Excerpt provided
Several studies have confirmed that severely injured trauma patients have activation of the protein C pathway that results in an “anticoagulant ” effect.2–4 A prospective cohort study of 203 major trauma patients found that patients with tissue hypoperfusion and severe injury had activation of protein C, with subsequent inactivation of factor V and VIII and derepression of fibrinolysis.4 Protein C is activated by thrombin, thrombomodulin, and endothelial protein C receptor. Hypoperfusion is believed to result in increased expression of thrombomodulin on the surface of endothelial cells. The thrombomodulin binds thrombin and the complex activates protein C. Activated protein C proteolytically inactivates factor V and VIII, resulting in impairment of clot generation. In addition, activated protein C depletes plasminogen activator inhibitor (PAI-1). Depletion of PAI-1 results in unrestrained tissue plasminogen activator, resulting in plasmin generation and clot lysis (fibrinolysis). In addition, plasmin is able to degrade fibrinogen (fibrinogenolysis), further depleting the fibrinogen reserves. Fibrinogen has recently been recognized to be a critical factor in the bleeding patient, participating in both primary hemostasis (by bridging between platelets via glycoprotein IIb/IIIa) and secondary hemostasis (fibrin formation). More than 15 years ago, Hiippala et al showed in noncardiac surgery patients that fibrinogen was the first factor to reach a set “critical level” (< 1.0 g/L) at 142% of total blood volume loss compared with platelets decreasing below a critical level (50 × 109/L) at 230% of total blood volume loss.5 Variable incidence of hyperfibrinolysis in trauma patients has been reported. When measured by thromboelastography (TEG) in a cohort of 161 trauma patients, the incidence was only 2.5%, but was associated with a mortality rate of 67%.6 Similarly, in a study of 334 major trauma patients, hyperfibrinolysis was observed in 6.8% of patients, and the mortality rate was 86%.7 The lethality of hyperfibrinolysis emphasizes the importance of early recognition of this entity, early administration of antifibrinolytic drugs, and possibly the use of fibrinogen replacement.8 Most recently, investigators have implicated platelet dysfunction as a previously unrecognized defect in trauma patients9 and an inverse association between baseline platelet count and mortality rate at 24 hours has been found.10
Importance of identifying clinical factors elevating the risk of severe hemorrhage
Whether it is a patient presenting to the operating room electively or arriving in the trauma room, it is extremely important to identify any patient factors that could increase the likelihood of hemorrhage and to modify the transfusion therapy plan accordingly. A history should be sought for congenital (particularly the not uncommon VWD) and acquired bleeding disorders (eg, vitamin K deficiency). In addition, effort should be made to determine whether the patient was on antiplatelet and/or anticoagulant therapies, especially given the increasingly widespread use of novel anticoagulants (eg, rivaroxaban and dabigatran). Atrial fibrillation is more frequent after the age of 45 years, 2% in one series, of whom 30% were on warfarin.11 In the same report, the prevalence of atrial fibrillation was even higher in patients over the age of 75 years (8%). Given that the newer anticoagulants (eg, rivaroxaban and dabigatran) are oral, the prevalence of anticoagulant therapy may increase in patients with atrial fibrillation due to better acceptance by patients and physicians. In addition, the most recent guidelines for the management of atrial fibrillation recommend oral anticoagulants for most patients, including all patients more than 65 years of age or having even one risk factor for stroke (ie, congestive heart failure, hypertension, diabetes, prior stroke/transient ischemic attack).12 Therefore, very few patients with atrial fibrillation will not be on an oral anticoagulant. For unconscious patients, clinicians must have a high index of suspicion for antiplatelet and anticoagulant therapy, particularly if the baseline coagulation testing is unexpectedly abnormal.

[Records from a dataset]
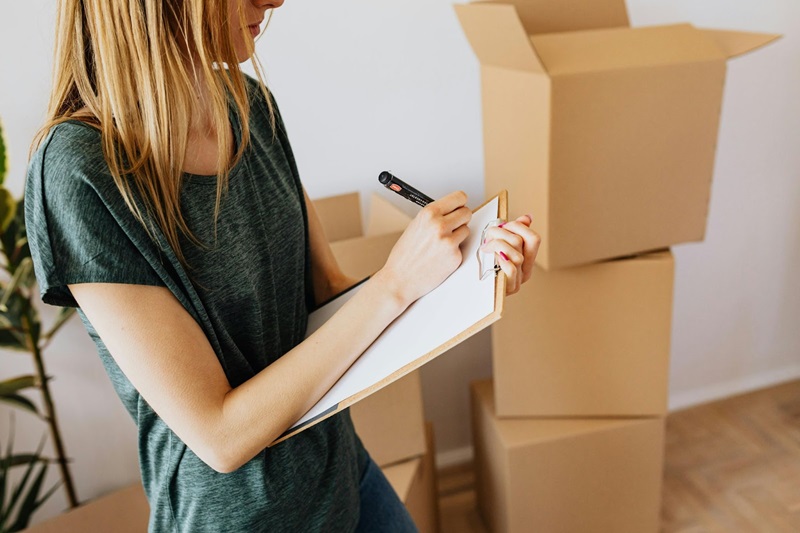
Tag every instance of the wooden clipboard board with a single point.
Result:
(372, 371)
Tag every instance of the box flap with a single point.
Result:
(384, 217)
(498, 37)
(340, 216)
(736, 43)
(549, 16)
(620, 48)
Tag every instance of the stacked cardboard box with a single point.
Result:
(389, 422)
(607, 135)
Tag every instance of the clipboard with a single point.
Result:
(468, 301)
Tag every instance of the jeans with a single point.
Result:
(381, 509)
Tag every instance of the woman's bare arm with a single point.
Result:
(168, 359)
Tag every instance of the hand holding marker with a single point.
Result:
(514, 242)
(403, 189)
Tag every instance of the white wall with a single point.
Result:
(366, 86)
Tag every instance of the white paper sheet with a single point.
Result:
(457, 304)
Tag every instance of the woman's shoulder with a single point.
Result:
(70, 148)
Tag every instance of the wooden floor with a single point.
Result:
(730, 466)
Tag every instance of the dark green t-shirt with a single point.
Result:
(248, 288)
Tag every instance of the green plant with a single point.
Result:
(21, 330)
(20, 501)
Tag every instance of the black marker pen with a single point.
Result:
(403, 189)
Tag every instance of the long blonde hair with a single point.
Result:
(131, 69)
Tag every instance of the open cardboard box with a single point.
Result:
(416, 485)
(389, 422)
(592, 340)
(553, 475)
(606, 134)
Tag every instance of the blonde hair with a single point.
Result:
(131, 68)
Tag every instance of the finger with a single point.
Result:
(531, 241)
(504, 251)
(525, 220)
(459, 235)
(512, 278)
(501, 234)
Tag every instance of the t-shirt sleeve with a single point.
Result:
(72, 233)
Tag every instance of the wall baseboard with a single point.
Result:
(677, 401)
(718, 391)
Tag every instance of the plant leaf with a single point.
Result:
(8, 208)
(14, 385)
(20, 402)
(11, 340)
(28, 505)
(25, 458)
(31, 502)
(3, 157)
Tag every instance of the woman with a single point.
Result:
(163, 200)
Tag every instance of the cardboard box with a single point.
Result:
(587, 341)
(606, 134)
(414, 481)
(360, 251)
(390, 422)
(123, 511)
(575, 475)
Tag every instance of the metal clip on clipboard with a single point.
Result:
(487, 263)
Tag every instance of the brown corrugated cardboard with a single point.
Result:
(587, 341)
(414, 481)
(363, 256)
(566, 474)
(340, 216)
(122, 511)
(605, 134)
(360, 253)
(391, 422)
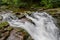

Directions for this task
In the excerpt on trauma-related bleeding, what incidence of hyperfibrinolysis did thromboelastography show in the cohort of 161 trauma patients? You won't need the data.

Output for this exercise
2.5%